ZU ERLEDIGENDE AUFGABE: Wandeln Sie die folgenden Zeilen in eine JSON-Liste von Zeichenketten um, und zwar mit genau einer Zeichenkette pro Zeile und ohne Leerzeilen.

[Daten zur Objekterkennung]
____________

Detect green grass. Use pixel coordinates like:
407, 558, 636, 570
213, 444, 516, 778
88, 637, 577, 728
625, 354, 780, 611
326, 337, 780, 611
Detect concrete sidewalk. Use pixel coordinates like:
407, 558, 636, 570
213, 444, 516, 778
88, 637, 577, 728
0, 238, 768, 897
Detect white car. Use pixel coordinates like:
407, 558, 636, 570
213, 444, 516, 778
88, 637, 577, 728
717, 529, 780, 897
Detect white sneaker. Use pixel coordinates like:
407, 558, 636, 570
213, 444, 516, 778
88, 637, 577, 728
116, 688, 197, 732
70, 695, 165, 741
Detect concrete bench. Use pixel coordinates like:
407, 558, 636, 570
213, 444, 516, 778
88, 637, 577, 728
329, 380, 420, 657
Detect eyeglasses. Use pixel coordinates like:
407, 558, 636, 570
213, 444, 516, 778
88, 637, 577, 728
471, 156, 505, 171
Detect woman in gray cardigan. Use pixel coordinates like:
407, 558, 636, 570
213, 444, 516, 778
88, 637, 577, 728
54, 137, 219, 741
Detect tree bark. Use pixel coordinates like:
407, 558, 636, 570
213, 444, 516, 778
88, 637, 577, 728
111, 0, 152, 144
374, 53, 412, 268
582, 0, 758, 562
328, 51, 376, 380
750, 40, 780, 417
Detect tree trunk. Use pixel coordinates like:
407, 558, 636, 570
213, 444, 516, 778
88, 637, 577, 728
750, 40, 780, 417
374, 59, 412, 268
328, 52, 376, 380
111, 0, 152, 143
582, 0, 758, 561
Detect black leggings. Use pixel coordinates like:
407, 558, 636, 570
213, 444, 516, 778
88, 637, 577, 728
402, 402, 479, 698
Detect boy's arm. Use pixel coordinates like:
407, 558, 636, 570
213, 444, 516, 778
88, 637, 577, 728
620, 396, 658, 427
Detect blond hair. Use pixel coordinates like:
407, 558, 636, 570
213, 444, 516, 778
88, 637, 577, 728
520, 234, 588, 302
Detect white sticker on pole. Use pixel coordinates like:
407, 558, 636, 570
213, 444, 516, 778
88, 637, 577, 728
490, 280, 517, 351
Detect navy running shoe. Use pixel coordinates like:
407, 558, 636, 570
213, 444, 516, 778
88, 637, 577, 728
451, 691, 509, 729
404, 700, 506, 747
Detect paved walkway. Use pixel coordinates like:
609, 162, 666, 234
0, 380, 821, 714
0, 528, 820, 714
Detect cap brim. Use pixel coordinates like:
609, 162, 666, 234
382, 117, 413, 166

____________

LÖSUNG DER AUFGABE:
[
  "Detect green grass. Use pixel coordinates like:",
  "407, 558, 636, 570",
  "213, 444, 516, 778",
  "88, 637, 577, 728",
  "625, 354, 780, 611",
  "326, 337, 780, 611",
  "Detect concrete sidewalk. Use pixel coordinates like:",
  "407, 558, 636, 570",
  "213, 444, 516, 778",
  "88, 637, 577, 728",
  "0, 238, 768, 897",
  "Detect white car. Use pixel coordinates like:",
  "407, 558, 636, 570",
  "213, 444, 516, 778",
  "88, 637, 577, 728",
  "717, 529, 780, 897",
  "Detect white sneaker. Use pixel coordinates like:",
  "407, 558, 636, 570",
  "213, 444, 516, 778",
  "88, 637, 577, 728",
  "116, 688, 197, 732",
  "70, 695, 165, 741",
  "Detect concrete bench. Use pixel coordinates like:",
  "407, 558, 636, 570",
  "213, 444, 516, 778",
  "88, 637, 577, 728",
  "329, 380, 420, 657",
  "Detect eyeglasses. Use pixel coordinates like:",
  "407, 558, 636, 570",
  "213, 444, 516, 778",
  "88, 637, 577, 728",
  "471, 156, 505, 171",
  "Detect woman in gray cardigan. Use pixel coordinates like:",
  "407, 558, 636, 570",
  "213, 444, 516, 778",
  "88, 637, 577, 728",
  "54, 137, 219, 741",
  "Detect tree bark. Use pixel coordinates like:",
  "407, 558, 636, 570",
  "213, 444, 516, 778",
  "88, 637, 577, 728",
  "111, 0, 152, 144",
  "374, 53, 412, 268",
  "582, 0, 758, 562",
  "328, 51, 376, 380",
  "750, 40, 780, 417",
  "Detect tree trunk. Use pixel coordinates like:",
  "407, 558, 636, 570",
  "213, 444, 516, 778",
  "88, 637, 577, 728",
  "750, 40, 780, 417",
  "374, 59, 412, 268",
  "328, 52, 376, 380",
  "111, 0, 152, 143",
  "582, 0, 758, 561",
  "Detect black leggings. Use pixel coordinates like:",
  "407, 558, 636, 570",
  "213, 444, 516, 778",
  "88, 637, 577, 728",
  "402, 402, 479, 698",
  "Detect boy's arm. Use pixel coordinates like:",
  "407, 558, 636, 570",
  "213, 444, 516, 778",
  "88, 637, 577, 728",
  "620, 396, 658, 427",
  "Detect blond hair. Use pixel coordinates like:",
  "407, 558, 636, 570",
  "213, 444, 516, 778",
  "88, 637, 577, 728",
  "520, 234, 588, 302",
  "Detect white sticker on pole. Use pixel coordinates like:",
  "407, 558, 636, 570",
  "213, 444, 516, 778",
  "88, 637, 577, 728",
  "490, 280, 517, 351",
  "Detect navy running shoe. Use pixel coordinates like:",
  "407, 558, 636, 570",
  "213, 444, 516, 778",
  "88, 637, 577, 728",
  "451, 691, 509, 729",
  "404, 700, 506, 747",
  "Detect paved walkway. Use pixel coordinates like:",
  "609, 162, 666, 234",
  "0, 380, 821, 714",
  "0, 528, 820, 714",
  "Detect cap brim. Use pixel coordinates like:",
  "609, 162, 666, 234",
  "382, 117, 413, 166"
]